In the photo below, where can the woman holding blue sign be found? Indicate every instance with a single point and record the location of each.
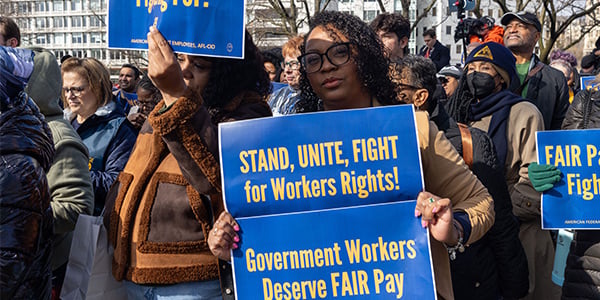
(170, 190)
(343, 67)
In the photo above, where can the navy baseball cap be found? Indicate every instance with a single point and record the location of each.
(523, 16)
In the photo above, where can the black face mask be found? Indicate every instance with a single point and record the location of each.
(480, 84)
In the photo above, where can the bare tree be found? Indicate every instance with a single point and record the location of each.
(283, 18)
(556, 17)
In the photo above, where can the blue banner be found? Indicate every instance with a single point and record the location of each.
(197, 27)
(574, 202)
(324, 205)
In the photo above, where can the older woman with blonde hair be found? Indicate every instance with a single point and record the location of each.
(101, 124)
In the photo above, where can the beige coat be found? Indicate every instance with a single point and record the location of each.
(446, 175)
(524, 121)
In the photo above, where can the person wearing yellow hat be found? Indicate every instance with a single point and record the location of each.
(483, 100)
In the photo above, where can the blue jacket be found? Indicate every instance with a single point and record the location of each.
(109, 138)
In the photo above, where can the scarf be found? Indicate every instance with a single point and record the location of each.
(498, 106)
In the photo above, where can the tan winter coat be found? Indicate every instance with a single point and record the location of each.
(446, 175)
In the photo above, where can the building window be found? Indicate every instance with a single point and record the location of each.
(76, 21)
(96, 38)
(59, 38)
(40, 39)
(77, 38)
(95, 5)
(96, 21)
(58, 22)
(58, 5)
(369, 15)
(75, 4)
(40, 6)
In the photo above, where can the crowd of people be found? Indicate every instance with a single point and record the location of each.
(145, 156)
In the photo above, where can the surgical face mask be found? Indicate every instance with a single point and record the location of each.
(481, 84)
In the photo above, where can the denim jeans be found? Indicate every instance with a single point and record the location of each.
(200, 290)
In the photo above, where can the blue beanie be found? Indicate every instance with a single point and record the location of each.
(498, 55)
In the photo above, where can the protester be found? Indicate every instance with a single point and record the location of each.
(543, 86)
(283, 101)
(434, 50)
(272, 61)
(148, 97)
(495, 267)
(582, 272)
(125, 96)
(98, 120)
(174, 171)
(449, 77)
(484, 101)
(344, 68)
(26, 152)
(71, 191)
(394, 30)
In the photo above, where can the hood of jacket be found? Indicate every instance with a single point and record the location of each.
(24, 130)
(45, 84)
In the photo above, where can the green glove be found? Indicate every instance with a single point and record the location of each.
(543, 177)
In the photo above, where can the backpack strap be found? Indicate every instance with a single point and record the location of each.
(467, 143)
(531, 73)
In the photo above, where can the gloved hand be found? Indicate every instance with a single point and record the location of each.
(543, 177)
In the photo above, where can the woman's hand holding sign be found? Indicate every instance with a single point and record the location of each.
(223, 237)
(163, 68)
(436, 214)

#### Problem to solve
Can you write out everything from the line containing "In the photo above, where can the blue beanie" down to the end of the records, requests included, multiplying each coordinate in the answers by 2.3 and rounding to the nearest whole number, with halves rounded up?

#### Answer for this exercise
In the photo above, where can the blue beanie be found? Indicate every instance with a single point and record the location of each.
(1145, 127)
In the photo above, where can the protester be found? Indicate every instance with a single point and record the location of each.
(1249, 198)
(651, 232)
(998, 115)
(626, 140)
(340, 223)
(1139, 614)
(1339, 626)
(288, 221)
(225, 276)
(400, 393)
(1033, 177)
(1113, 232)
(791, 156)
(60, 350)
(163, 439)
(906, 69)
In the photo above, where can the hood of jacket be found? Indicate every instance with a single point and record the location of each.
(55, 299)
(104, 193)
In the photo above, where can the green glove be found? Indicate every instance with a single point and record the location of each.
(1249, 407)
In the photo above, where can the backpack strap be found? Indicate every instance with a single point and record the location of each.
(1074, 329)
(1221, 168)
In the photo above, where can the gloved hand be found? Indicate every instance with a single point and record the location of each.
(1249, 407)
In the photo above, where can the woman's hand holding sign be found? Indicate every instance with a single point and record the location of each.
(513, 545)
(375, 156)
(1003, 492)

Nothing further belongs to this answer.